脳腫瘍の治療成績向上や病態解明のために情熱を傾けている皆様を第32回日本脳腫瘍学会にお迎えすべく、一言ご挨拶申し上げます。

本学会は、あらためて記すまでもないことですが、いまだに難治である悪性脳腫瘍との戦いのわが国での中心的存在です。本学会の前身である第一回の日光脳腫瘍カンファランス以来ずっと参加されておられた東京大学名誉教授 故 佐野圭司 先生は2011年に亡くなられる少し前まで「膠芽腫の治療成績の進歩はあまり速くありませんね」といつもおっしゃっておられました。しかしながら21世紀に入り悪性脳腫瘍の治療成績に目に見える改善が見られてきたのも事実です。テモゾロミドの登場以降、ここ数年の間にベバシズマブ、カルムスチン脳内留置用剤の承認、診断・治療薬としての蛍光色素と保険診療のみを見ても多くの手段が私達に与えられました。基礎研究の面でも、全ゲノム解析、次世代シークエンサーの登場、エピジェネティクス研究の進展など in vitro 研究からマウスでの実験、ヒトの腫瘍の解析と腫瘍の成り立ちについての多くの知見が集積され、また臨床情報と基礎研究の知識が結合してきつつあります。

まさに脳腫瘍が見えてきた時代であるといえます。日本からの登録も含めた国際大規模臨床試験の結果が発表され、また国内でも多施設共同試験で得られた知見が積み重ねられようとしています。いままで詳細のわからなかった悪性脳腫瘍というものが、少しずつ見えてくる時代であるといえるのではないでしょうか?

しかし多くの情報が得られることがかえってものを見えにくくする場合もあると思います。この大きな変革の時にあたって、いままで見えてきたことを整理しまとめ、さらにはこれからどのような事を見ていかなければならないのかを討議する学会にできればと考えております。

** 実行する指示 **
挨拶文のうち、「脳腫瘍の治療成績向上や病態解」という語句を含む部分から始まり「いえるのではないでしょうか?」で終わる箇所を、一字一句変えずに書き写してください。 記録は挨拶文の内容と関係がありません。

** 提供された記録 **
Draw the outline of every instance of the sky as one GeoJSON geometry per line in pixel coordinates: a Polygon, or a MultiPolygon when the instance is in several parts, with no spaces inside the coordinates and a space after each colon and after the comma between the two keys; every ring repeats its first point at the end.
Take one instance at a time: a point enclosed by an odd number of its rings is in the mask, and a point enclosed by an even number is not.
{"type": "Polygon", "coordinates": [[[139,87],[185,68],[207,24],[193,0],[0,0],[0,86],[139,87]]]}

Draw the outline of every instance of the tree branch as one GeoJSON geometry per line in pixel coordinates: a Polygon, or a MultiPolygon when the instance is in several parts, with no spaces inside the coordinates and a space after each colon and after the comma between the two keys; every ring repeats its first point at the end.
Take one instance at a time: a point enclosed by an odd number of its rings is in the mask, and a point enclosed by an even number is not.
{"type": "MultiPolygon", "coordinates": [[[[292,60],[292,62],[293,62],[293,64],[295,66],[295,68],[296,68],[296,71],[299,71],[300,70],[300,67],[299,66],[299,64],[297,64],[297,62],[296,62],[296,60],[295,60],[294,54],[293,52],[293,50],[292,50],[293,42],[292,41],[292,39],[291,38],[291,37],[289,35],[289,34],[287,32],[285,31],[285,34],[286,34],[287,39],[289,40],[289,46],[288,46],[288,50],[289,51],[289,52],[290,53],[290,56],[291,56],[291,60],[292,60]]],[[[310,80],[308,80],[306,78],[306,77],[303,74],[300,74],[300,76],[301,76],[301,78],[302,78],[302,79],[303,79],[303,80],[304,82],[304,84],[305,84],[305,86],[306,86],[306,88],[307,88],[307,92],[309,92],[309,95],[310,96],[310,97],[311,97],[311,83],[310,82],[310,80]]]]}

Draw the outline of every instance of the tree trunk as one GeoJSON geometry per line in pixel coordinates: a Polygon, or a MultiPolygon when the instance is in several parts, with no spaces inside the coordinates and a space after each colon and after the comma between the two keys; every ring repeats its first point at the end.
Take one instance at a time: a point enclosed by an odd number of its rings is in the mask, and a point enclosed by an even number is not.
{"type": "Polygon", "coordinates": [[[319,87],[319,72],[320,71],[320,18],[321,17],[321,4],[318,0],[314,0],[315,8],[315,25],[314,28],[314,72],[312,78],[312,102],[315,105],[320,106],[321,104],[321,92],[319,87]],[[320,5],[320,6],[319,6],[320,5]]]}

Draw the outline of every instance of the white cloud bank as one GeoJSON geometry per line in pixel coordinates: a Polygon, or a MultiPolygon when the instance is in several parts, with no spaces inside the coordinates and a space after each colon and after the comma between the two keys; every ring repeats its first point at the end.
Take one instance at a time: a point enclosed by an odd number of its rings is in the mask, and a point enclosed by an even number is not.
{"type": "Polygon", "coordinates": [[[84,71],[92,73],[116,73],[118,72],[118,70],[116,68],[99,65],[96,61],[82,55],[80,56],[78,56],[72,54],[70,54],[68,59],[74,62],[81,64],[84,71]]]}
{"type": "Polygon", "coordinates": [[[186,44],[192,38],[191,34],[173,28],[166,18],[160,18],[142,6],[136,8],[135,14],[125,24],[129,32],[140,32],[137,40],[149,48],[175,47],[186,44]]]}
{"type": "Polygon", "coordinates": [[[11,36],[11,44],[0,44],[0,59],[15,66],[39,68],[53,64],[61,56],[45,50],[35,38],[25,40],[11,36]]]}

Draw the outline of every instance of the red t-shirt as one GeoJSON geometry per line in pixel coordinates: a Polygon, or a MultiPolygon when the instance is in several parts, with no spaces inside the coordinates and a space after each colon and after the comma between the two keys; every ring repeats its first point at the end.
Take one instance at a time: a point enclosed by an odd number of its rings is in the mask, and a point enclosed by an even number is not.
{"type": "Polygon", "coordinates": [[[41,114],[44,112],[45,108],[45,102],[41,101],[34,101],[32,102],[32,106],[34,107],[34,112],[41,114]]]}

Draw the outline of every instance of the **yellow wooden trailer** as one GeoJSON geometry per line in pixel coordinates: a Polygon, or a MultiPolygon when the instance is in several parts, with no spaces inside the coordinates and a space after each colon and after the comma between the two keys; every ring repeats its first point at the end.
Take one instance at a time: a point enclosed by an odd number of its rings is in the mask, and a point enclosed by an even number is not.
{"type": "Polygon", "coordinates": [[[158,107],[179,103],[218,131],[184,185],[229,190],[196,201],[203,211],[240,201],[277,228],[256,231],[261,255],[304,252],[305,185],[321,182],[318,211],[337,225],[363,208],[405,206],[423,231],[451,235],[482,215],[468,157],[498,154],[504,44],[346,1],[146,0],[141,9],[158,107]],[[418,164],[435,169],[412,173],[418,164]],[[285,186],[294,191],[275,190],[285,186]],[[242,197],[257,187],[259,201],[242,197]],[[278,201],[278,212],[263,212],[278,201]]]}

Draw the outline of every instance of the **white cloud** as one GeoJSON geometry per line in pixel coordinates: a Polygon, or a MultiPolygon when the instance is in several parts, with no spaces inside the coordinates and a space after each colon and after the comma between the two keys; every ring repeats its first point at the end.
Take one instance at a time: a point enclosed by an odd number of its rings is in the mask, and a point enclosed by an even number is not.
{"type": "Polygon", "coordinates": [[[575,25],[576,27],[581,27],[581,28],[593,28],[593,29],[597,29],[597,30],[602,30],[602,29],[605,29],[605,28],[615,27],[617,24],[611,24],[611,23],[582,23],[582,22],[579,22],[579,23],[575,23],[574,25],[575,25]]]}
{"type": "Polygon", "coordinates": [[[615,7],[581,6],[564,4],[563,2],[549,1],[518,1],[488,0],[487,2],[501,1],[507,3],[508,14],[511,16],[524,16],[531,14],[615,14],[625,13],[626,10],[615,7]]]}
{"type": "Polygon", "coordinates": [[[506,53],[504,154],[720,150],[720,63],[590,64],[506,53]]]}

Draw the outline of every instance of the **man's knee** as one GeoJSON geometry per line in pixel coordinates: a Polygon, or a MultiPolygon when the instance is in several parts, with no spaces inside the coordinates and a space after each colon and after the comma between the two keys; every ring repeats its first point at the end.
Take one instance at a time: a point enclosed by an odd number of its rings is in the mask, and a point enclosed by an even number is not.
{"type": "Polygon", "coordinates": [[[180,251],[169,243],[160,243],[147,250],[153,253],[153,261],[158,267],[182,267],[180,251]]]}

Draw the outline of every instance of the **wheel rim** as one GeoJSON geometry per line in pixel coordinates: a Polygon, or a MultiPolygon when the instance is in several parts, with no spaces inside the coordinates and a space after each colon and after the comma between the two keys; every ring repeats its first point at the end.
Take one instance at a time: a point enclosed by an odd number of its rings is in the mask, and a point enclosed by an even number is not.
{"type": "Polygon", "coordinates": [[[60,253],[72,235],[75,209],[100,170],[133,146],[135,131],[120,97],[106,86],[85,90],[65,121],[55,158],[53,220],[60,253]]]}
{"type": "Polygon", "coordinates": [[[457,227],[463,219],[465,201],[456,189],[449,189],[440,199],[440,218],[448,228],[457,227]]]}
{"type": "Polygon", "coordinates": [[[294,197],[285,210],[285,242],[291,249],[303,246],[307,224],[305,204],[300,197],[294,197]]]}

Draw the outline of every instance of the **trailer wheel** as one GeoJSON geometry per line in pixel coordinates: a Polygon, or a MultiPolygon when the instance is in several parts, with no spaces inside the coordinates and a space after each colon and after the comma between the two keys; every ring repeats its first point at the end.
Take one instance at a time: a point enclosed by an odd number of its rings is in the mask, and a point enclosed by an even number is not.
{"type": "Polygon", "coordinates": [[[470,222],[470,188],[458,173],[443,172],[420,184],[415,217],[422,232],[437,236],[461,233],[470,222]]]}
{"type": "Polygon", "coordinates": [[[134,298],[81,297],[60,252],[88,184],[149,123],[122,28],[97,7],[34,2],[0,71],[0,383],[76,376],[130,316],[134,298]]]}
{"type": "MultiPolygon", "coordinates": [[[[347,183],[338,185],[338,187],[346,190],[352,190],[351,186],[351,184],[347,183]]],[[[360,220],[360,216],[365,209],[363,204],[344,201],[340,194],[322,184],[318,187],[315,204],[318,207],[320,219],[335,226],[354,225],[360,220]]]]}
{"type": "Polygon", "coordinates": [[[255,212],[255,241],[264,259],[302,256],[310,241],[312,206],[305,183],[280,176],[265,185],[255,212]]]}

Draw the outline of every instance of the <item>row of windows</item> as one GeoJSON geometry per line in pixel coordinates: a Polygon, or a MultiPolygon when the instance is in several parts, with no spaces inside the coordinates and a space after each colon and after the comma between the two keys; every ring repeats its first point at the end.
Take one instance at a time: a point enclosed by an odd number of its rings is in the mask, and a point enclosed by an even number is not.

** 作業の結果 **
脳腫瘍の治療成績向上や病態解明のために情熱を傾けている皆様を第32回日本脳腫瘍学会にお迎えすべく、一言ご挨拶申し上げます。

本学会は、あらためて記すまでもないことですが、いまだに難治である悪性脳腫瘍との戦いのわが国での中心的存在です。本学会の前身である第一回の日光脳腫瘍カンファランス以来ずっと参加されておられた東京大学名誉教授 故 佐野圭司 先生は2011年に亡くなられる少し前まで「膠芽腫の治療成績の進歩はあまり速くありませんね」といつもおっしゃっておられました。しかしながら21世紀に入り悪性脳腫瘍の治療成績に目に見える改善が見られてきたのも事実です。テモゾロミドの登場以降、ここ数年の間にベバシズマブ、カルムスチン脳内留置用剤の承認、診断・治療薬としての蛍光色素と保険診療のみを見ても多くの手段が私達に与えられました。基礎研究の面でも、全ゲノム解析、次世代シークエンサーの登場、エピジェネティクス研究の進展など in vitro 研究からマウスでの実験、ヒトの腫瘍の解析と腫瘍の成り立ちについての多くの知見が集積され、また臨床情報と基礎研究の知識が結合してきつつあります。

まさに脳腫瘍が見えてきた時代であるといえます。日本からの登録も含めた国際大規模臨床試験の結果が発表され、また国内でも多施設共同試験で得られた知見が積み重ねられようとしています。いままで詳細のわからなかった悪性脳腫瘍というものが、少しずつ見えてくる時代であるといえるのではないでしょうか?